Written problem = Repeat each line exactly, leaving nothing out.

Input =
** START **
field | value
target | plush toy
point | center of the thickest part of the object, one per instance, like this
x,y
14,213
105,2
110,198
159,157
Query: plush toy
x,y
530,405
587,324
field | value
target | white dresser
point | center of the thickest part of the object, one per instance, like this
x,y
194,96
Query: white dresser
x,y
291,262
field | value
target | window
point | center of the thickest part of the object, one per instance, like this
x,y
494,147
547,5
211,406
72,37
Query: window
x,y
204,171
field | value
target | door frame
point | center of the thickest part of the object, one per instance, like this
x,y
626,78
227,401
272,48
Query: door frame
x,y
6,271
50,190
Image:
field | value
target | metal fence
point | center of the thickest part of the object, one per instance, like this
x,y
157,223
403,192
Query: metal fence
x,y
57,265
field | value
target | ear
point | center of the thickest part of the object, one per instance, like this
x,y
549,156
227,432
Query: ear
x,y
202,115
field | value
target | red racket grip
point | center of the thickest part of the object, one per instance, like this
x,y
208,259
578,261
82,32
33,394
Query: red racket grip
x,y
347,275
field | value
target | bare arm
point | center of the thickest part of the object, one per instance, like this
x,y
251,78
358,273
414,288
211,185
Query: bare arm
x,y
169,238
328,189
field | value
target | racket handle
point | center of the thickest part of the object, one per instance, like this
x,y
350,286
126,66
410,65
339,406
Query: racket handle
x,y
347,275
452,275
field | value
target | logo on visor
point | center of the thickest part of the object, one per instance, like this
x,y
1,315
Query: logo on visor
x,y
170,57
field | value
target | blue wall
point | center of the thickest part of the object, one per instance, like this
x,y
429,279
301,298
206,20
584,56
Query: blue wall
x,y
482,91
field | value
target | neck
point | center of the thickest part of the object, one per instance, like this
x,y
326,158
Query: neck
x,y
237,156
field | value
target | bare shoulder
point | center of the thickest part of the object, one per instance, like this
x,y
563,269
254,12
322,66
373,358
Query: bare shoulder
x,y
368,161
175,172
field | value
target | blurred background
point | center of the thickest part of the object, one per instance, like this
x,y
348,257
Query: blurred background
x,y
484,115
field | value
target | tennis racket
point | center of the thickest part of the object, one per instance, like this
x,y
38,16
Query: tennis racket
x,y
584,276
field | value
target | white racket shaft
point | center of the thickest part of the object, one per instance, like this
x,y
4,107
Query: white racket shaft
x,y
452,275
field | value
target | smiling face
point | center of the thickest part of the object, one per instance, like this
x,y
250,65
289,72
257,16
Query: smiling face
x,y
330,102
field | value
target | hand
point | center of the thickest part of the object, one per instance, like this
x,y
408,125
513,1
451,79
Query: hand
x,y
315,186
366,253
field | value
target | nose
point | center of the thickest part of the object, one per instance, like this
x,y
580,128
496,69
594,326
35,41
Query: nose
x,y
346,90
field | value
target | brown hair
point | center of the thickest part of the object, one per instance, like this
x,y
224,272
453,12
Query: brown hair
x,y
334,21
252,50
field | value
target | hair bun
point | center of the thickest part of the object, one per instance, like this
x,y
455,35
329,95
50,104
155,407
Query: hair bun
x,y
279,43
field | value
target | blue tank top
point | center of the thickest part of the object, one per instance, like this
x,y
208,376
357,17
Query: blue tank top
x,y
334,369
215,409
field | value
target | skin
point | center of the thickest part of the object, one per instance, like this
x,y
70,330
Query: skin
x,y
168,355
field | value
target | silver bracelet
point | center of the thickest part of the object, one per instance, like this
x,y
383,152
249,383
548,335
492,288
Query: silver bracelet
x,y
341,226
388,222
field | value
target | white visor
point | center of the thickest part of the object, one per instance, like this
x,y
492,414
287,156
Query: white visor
** END **
The answer =
field | value
target | plush toy
point | center of the thickest part of the object, one per instance, like this
x,y
14,213
105,2
110,198
159,157
Query: plush toy
x,y
530,405
587,324
field | value
target | white dresser
point | center of the thickest part of the object, one per instance, like this
x,y
194,96
Query: white dresser
x,y
291,262
field | value
target | window
point | center of the thickest part of the object, one per instance, like this
x,y
494,147
547,5
211,406
72,37
Query: window
x,y
204,171
field | value
target | door frame
point | center of the thickest part of the object, one per instance, like this
x,y
626,78
227,401
272,48
Query: door frame
x,y
6,271
50,190
Image:
field | value
target | metal fence
point | center of the thickest part of the object, one per instance, like this
x,y
157,223
403,192
Query: metal fence
x,y
57,265
field | value
target | ear
point | center of the thickest part of the object, one per instance, like this
x,y
549,156
227,432
Query: ear
x,y
202,115
field | value
target | red racket grip
point | center of the thickest part of the object, one per instance, like this
x,y
208,259
578,261
82,32
33,394
Query: red racket grip
x,y
347,275
field | value
target | bare arm
point | center of the thickest part of the object, one per instance, like this
x,y
251,78
358,273
414,288
211,185
Query: bare arm
x,y
169,238
328,189
field | value
target | racket handle
point | center of the thickest part of the object, one per instance, like this
x,y
350,286
126,66
410,65
339,406
Query: racket handle
x,y
347,275
452,275
field | value
target | logo on visor
point | center of the thickest part of the object, one per instance, like this
x,y
1,315
Query: logo on visor
x,y
170,57
field | value
target | blue wall
point | center of the thickest part of the object, one per instance, like this
x,y
429,279
301,298
206,20
584,56
Query: blue wall
x,y
482,91
field | value
target | neck
point | center of the thickest part of the object, one per instance, like this
x,y
326,158
Query: neck
x,y
237,156
field | value
target | bare shoulder
point | center of the thickest part of the object, one per instance, like this
x,y
563,269
254,12
322,66
373,358
Query: bare shoulder
x,y
368,161
175,172
field | value
target | blurred background
point | center of the thickest part of the object, one per instance, like this
x,y
348,257
Query: blurred background
x,y
484,115
field | value
target | tennis racket
point | center of the thickest part of the object, one per instance, like this
x,y
38,16
Query: tennis racket
x,y
584,276
field | value
target | white racket shaft
point | center of the thickest part of the object, one per instance, like this
x,y
4,107
Query: white racket shaft
x,y
452,275
field | value
target | smiling face
point | center of the thickest part of the object, one per instance, like this
x,y
250,65
289,72
257,16
Query: smiling face
x,y
330,102
field | value
target | hand
point | center of the thickest part of the object, one per instance, like this
x,y
408,125
513,1
451,79
Query: hand
x,y
315,186
366,253
field | value
target | nose
point | center of the thickest part of the object, one per instance, like this
x,y
580,128
496,69
594,326
35,41
Query: nose
x,y
346,90
field | value
target | brown hair
point | center of the thickest part of the object, one per instance, like this
x,y
224,272
453,12
Query: brown hair
x,y
334,21
252,50
field | value
target | hair bun
point | center of the thickest part of the object, one per instance, like this
x,y
455,35
329,95
50,104
155,407
Query: hair bun
x,y
279,43
field | value
target | blue tank top
point | center of the thickest part of the object, one per instance, like this
x,y
208,376
357,17
Query: blue tank top
x,y
334,369
215,409
field | value
target | skin
point | center of the thickest part of the object, one per instance, like this
x,y
70,330
Query: skin
x,y
168,355
field | value
target | silver bracelet
point | center of the thickest part of the object, one per instance, like this
x,y
383,152
249,383
548,335
492,288
Query: silver bracelet
x,y
341,226
388,222
field | value
target | white visor
point | center of the thickest part of the object, one per instance, like this
x,y
492,414
287,156
Query: white visor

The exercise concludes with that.